INPUT RECORDS
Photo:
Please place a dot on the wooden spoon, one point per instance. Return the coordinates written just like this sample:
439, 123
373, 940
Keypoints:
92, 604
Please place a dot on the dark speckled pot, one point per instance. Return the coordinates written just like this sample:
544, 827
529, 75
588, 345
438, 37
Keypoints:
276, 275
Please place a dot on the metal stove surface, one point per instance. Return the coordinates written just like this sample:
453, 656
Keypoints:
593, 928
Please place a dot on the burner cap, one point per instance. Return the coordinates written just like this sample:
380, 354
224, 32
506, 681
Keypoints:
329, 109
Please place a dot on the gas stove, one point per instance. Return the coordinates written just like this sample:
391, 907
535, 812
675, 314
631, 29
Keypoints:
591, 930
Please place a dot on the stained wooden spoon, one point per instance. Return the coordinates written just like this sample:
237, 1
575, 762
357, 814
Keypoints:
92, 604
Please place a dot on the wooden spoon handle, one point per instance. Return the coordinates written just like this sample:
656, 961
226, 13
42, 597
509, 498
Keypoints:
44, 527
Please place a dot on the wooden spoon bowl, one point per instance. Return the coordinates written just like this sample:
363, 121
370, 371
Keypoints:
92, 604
* * *
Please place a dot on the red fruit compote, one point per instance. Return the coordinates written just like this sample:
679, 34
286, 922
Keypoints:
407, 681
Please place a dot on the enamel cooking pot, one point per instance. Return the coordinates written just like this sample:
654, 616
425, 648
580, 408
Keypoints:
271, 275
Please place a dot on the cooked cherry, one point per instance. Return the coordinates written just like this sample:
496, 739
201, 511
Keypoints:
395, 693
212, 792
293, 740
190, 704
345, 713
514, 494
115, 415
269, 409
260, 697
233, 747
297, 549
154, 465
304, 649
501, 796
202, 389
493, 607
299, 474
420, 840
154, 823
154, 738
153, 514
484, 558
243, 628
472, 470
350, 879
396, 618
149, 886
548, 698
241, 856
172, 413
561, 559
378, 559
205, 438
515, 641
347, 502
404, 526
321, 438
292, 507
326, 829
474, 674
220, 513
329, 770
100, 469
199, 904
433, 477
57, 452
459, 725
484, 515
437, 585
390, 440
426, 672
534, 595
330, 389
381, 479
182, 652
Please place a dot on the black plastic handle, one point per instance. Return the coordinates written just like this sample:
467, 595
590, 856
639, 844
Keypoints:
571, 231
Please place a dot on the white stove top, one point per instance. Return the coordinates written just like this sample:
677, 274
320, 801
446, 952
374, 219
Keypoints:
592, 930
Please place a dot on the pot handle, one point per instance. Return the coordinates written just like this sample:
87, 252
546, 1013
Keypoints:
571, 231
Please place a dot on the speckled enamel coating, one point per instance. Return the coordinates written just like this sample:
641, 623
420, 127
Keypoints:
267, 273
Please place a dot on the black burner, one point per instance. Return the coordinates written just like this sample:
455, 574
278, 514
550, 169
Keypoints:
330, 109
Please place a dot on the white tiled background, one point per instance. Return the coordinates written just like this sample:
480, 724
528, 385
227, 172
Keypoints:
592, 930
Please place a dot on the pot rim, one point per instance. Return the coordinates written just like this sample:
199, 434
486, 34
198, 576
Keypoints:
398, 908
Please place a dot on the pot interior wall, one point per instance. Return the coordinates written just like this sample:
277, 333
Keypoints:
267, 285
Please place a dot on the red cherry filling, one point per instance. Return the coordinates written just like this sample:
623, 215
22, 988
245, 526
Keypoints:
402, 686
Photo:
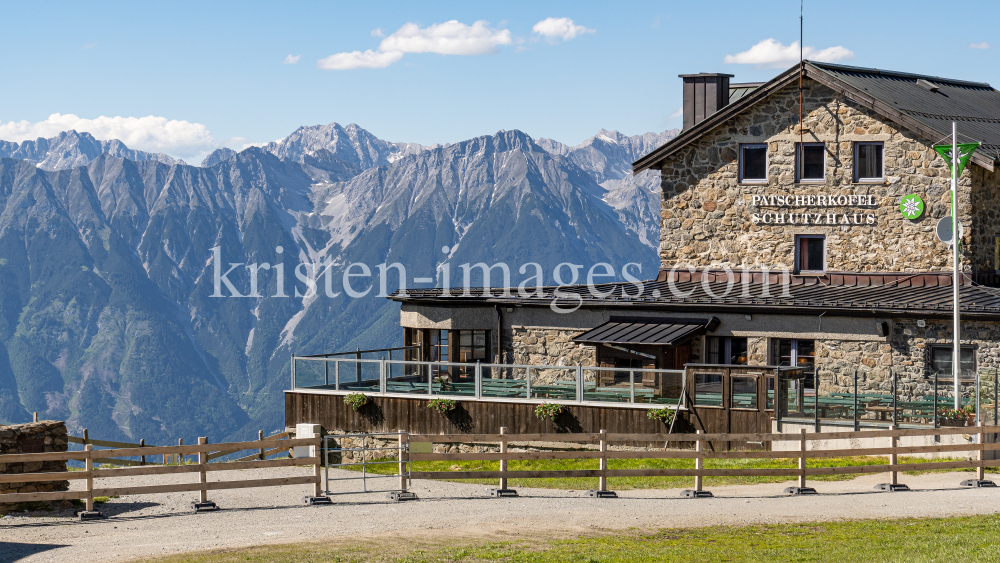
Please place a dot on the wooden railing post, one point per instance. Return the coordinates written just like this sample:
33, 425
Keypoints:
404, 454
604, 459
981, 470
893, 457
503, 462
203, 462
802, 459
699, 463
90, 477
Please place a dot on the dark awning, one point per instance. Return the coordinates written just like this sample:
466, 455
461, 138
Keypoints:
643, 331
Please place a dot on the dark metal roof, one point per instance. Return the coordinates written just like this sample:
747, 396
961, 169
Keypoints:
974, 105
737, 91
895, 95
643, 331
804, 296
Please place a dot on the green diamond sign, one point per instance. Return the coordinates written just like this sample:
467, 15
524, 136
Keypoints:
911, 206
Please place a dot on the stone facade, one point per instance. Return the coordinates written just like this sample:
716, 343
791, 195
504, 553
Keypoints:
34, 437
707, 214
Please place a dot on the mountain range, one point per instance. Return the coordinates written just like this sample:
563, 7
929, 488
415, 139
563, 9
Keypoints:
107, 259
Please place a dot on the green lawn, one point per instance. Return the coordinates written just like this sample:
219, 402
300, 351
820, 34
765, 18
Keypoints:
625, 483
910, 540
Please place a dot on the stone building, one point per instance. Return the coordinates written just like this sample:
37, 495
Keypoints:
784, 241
--
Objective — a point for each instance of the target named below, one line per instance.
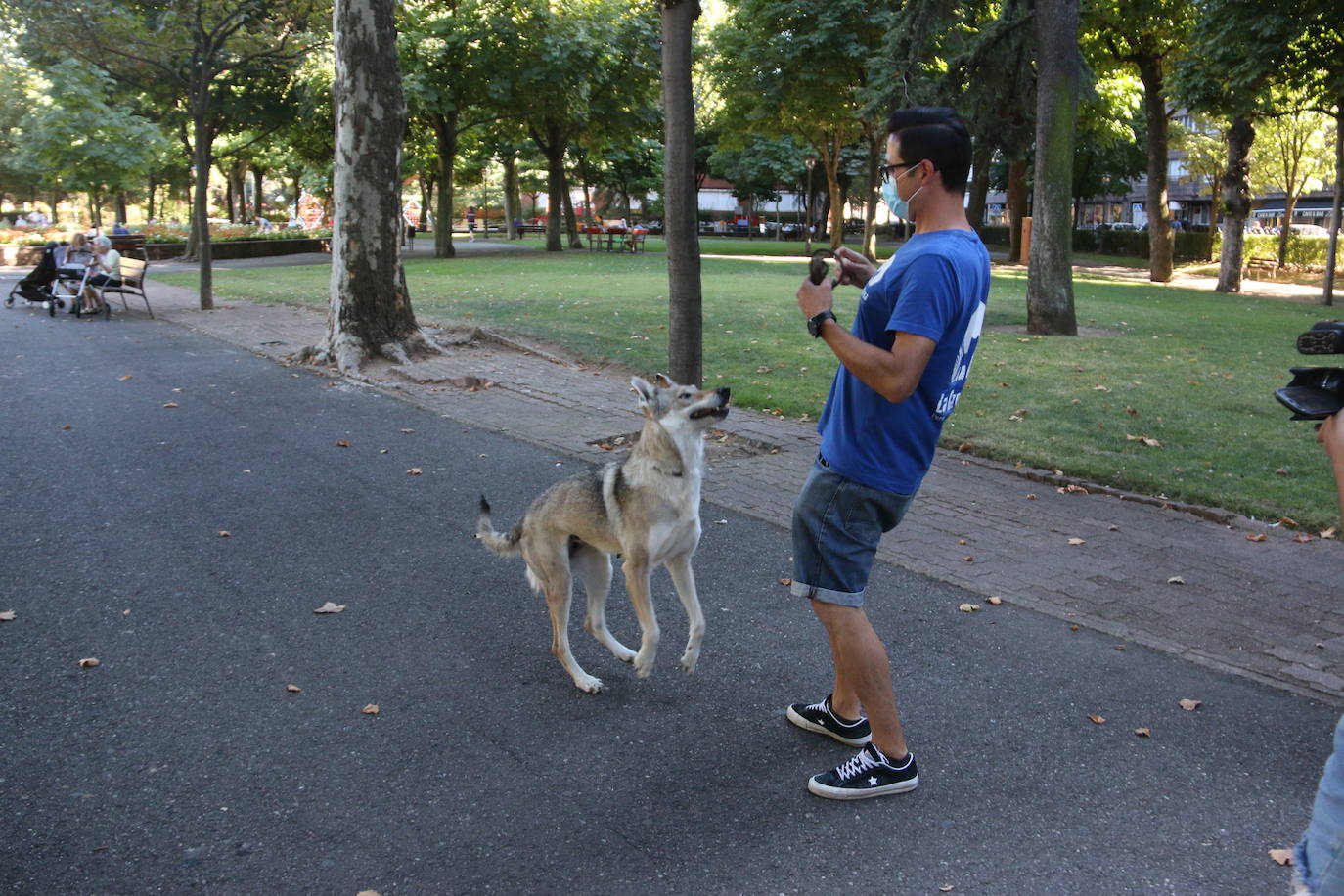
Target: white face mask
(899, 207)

WHAT THE EXERCISE ASKS
Extract every line in the material above that contains the string "stone", copying each line in full.

CORRECT RESPONSE
Please place a dot on the stone facade, one point per instance. Return the coordinates written just like this sample:
Please place a dot on the stone building, one point per instance. Return the coordinates written just like this sample:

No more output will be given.